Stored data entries
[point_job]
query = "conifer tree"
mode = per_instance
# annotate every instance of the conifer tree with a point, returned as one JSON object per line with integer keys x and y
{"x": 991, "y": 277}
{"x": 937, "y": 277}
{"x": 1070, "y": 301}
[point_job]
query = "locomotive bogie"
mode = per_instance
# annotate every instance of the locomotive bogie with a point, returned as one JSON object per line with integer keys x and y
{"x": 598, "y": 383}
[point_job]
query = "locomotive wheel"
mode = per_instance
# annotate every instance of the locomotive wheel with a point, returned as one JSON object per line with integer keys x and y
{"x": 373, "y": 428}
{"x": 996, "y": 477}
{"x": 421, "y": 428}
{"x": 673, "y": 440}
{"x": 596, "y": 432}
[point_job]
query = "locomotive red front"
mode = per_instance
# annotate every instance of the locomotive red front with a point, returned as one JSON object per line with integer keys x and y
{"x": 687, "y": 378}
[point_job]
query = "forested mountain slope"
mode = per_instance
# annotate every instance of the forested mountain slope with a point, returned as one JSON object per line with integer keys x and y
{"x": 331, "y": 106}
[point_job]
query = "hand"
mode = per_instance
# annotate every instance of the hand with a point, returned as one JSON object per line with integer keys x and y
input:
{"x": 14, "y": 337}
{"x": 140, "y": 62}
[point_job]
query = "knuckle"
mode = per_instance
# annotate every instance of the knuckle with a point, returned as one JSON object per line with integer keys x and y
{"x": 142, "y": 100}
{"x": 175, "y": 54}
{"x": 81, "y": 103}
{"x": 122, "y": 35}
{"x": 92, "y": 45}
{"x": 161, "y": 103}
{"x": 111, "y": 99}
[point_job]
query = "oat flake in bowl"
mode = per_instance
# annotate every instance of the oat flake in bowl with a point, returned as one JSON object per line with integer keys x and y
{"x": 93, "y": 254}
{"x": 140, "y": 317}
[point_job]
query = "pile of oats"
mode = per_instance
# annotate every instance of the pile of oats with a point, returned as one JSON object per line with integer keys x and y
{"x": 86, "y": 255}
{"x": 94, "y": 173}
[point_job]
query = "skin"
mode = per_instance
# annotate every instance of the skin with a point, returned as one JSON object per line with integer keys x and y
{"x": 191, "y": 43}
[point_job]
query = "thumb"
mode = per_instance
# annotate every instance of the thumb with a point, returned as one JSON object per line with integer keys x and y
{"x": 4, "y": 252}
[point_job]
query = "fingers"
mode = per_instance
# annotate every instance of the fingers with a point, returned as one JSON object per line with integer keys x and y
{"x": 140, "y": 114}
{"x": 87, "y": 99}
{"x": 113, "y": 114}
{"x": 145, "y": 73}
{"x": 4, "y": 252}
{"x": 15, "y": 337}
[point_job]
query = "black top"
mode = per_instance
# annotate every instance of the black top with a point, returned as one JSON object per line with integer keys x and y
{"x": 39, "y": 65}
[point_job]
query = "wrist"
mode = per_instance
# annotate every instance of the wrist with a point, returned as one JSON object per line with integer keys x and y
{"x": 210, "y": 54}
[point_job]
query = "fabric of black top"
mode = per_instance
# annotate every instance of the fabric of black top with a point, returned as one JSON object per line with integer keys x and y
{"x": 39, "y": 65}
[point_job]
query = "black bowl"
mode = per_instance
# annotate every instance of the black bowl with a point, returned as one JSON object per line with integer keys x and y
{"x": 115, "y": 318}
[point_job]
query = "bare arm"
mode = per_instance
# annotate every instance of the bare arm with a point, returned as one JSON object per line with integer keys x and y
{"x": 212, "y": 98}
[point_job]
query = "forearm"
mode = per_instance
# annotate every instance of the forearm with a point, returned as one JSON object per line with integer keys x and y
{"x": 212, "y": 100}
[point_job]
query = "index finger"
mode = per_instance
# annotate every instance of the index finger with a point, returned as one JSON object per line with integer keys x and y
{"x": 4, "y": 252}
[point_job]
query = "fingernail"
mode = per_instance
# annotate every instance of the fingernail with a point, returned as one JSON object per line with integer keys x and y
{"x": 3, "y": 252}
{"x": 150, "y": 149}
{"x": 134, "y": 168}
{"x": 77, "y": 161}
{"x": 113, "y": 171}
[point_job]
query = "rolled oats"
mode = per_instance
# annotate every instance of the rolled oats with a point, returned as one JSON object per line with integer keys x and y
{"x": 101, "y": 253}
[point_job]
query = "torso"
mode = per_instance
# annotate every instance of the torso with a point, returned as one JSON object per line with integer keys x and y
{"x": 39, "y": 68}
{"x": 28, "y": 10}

What is required: From the entries above, pull out each line that includes "hand".

Expected answer:
query = "hand"
# annotate every instance of the hand with a point, returned as one JSON object per line with integer keys x and y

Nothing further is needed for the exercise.